By Atherv Vidhate and Zubin Sannakkayala
This dataset was accessed from Purdue University’s Laboratory for Advancing Sustainable Critical Infrastructure, at https://engineering.purdue.edu/LASCI/research-data/outages. The dataset examines statistics about major power outages in the United States from January 2000 to July 2016.
Power outages are a significant issue affecting communities worldwide. While brief outages may cause mild inconveniences, outages that last over 24 hours can lead to negative impacts on families and their daily lives. Outages of this length lead to various disruptions such as loss of refrigeration, resulting in additional financial burdens, as well as complicate job logistics, especially for those working from home or relying on electronic devices and internet access. Small businesses can easily lose revenue, and potential damage to reputation if services are interrupted. Beyond the immediate effects, prolonged outages can strain local economies, increase insurance claims, and amplify recovery costs for utility providers.
Understanding whether a power outage is likely to become severe is crucial for effective preparation, and having access to predictive insights can enable families to make timely decisions, such as securing backup power sources or temporary relocation. This drives us to center our data analysis around the following question:
What patterns can be identified in the timing and duration of severe power outages?
The original DataFrame contains 1534 rows, corresponding to 1534 outages, and 57 columns with statistics about each outage. For the sake of our analysis, we will only use the following 17 columns in our analysis:
Column Name | Description |
---|---|
U.S._STATE | The name of the US State the outage took place in. |
NERC.REGION | North American Electric Reliability Corporation (NERC) regions involved in the outage event. |
CLIMATE.REGION | US climate regions that are defined by the National Centers for Environmental Information |
ANOMALY.LEVEL | The oceanic El Niño/La Niña (ONI) index referring to the cold and warm episodes by season |
OUTAGE.START | The exact start date and time of the outage. |
OUTAGE.RESTORATION | The exact restoration date and time of the outage. |
OUTAGE.DURATION | The exact length of time of the outage. |
CUSTOMERS.AFFECTED | The amount of customers reported to be affected by the outage. |
PC.REALGSP.STATE | The per capita real gross state product (GSP) in the U.S. state (in 2009 US Dollars) |
PCT_WATER_TOT | The percentage of water area in the US state as compared to the overall water area in the continental U.S. |
CLIMATE.CATEGORY | The climate episodes corresponding to the years. The categories—“Warm”, “Cold” or “Normal” episodes of the climate are based on a threshold of ± 0.5 °C for ONI |
DEMAND.LOSS.MW | Amount of peak demand lost during an outage event (in Megawatt) |
POPULATION | Population in the U.S. state in a year |
Hour | The hour of the day that the outage took place in |
Daypart | The part of the day that the outage took place in |
is_day | Whether or not the outage took place during the day |
is_severe | Whether or not the outage is severe (defined by if the outage lasted for more than 24 hours) |
To clean our data, we had to start with out initial Excel file of data on the outages. We removed rows at the top of the Excel file talking about the source of the data.

● **DATA EXTRACT**:
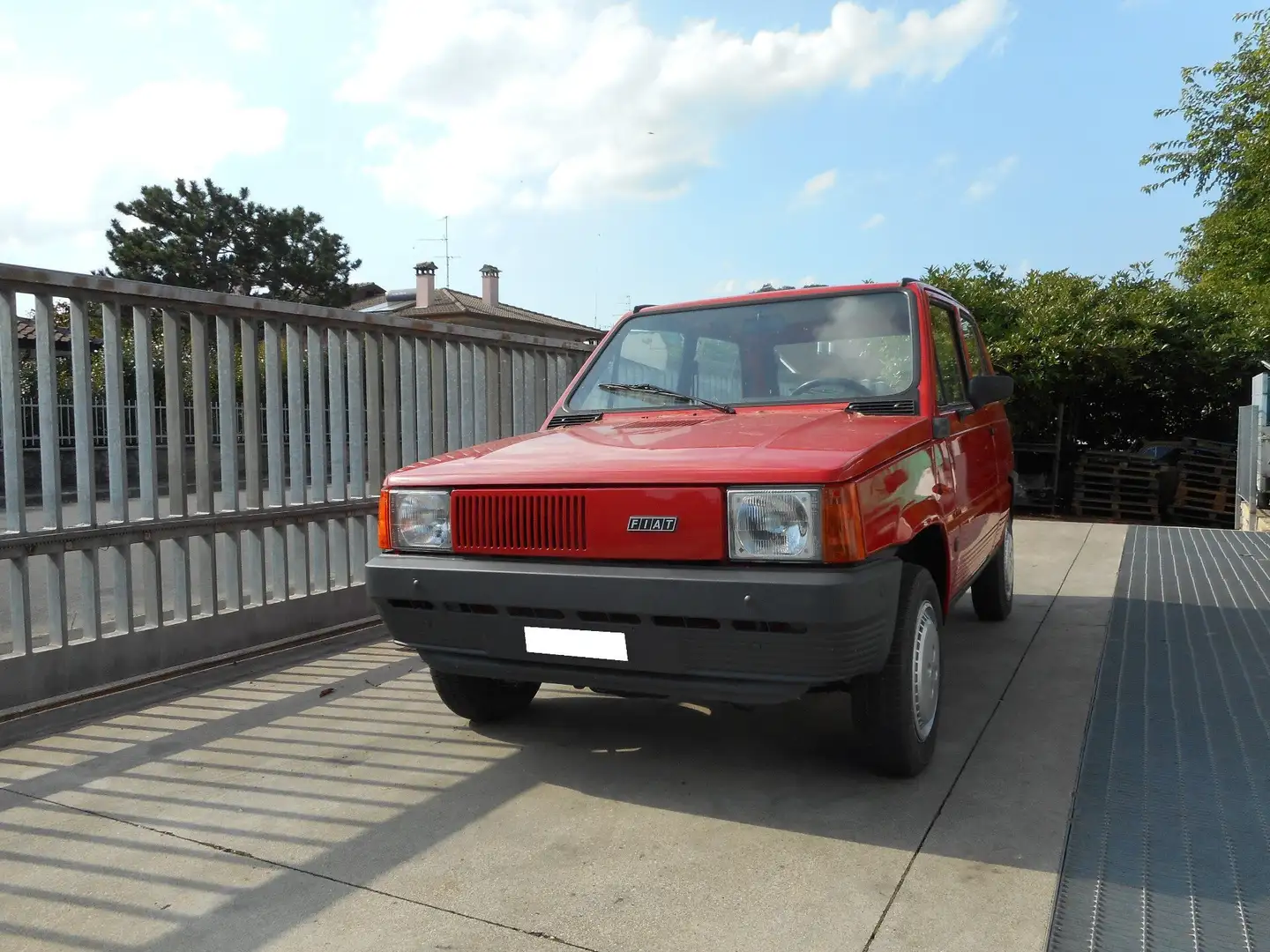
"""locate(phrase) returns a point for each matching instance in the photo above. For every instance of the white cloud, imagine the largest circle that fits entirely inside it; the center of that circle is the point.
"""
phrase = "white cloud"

● **TASK INSTRUCTIONS**:
1. Quote the power outage analysis between "Understanding whether a" and "severe power outages?", inclusive.
2. Continue the power outage analysis from its final sentence.

● **RESPONSES TO THE EXERCISE**:
1.
Understanding whether a power outage is likely to become severe is crucial for effective preparation, and having access to predictive insights can enable families to make timely decisions, such as securing backup power sources or temporary relocation. This drives us to center our data analysis around the following question:
What patterns can be identified in the timing and duration of severe power outages?

2.
We then removed a row in the dataset showing the units of each of the columns so that we could have purely the data to work with. After that, we converted the Excel file into a CSV to be used easier in Python.
We converted important date and time columns into pd.Timestamp
objects. These columns were OUTAGE.START.DATE
, OUTAGE.START.TIME
, OUTAGE.RESTORATION.DATE
, and OUTAGE.RESTORATION.TIME
. To make it easier to work all in one with these data columns, we also combined these 4 columns into 2 columns, OUTAGE.START
and OUTAGE.RESTORATION
, respectively.
In addition, we created the is_day
and Daypart
columns. is_day
is a boolean variable that is True if the outage took place between 8 am and 8 pm, and False if it is between 8 pm and 8 am. Daypart
categorizes the hour of day that the outage took place based on the table below:
Daypart | Hours |
---|---|
Morning | 5:00 am - 11:59 am |
Afternoon | 12:00 pm - 4:59 pm |
Evening | 5:00 pm - 8:59 pm |
Night | 9:00 pm - 4:59 am |
There are a lot of columns in the dataset. To get only the ones necessary for our data analysis, we dropped all the columns except for U.S._STATE
, NERC.REGION
, CLIMATE.REGION
, ANOMALY.LEVEL
, OUTAGE.START
, OUTAGE.RESTORATION
, OUTAGE.DURATION
, CUSTOMERS.AFFECTED
, PC.REALGSP.STATE
, PCT_WATER_TOT
, CLIMATE.CATEGORY
, DEMAND.LOSS.MW
, POPULATION
, Hour
, Daypart
, is_day
, and is_severe
.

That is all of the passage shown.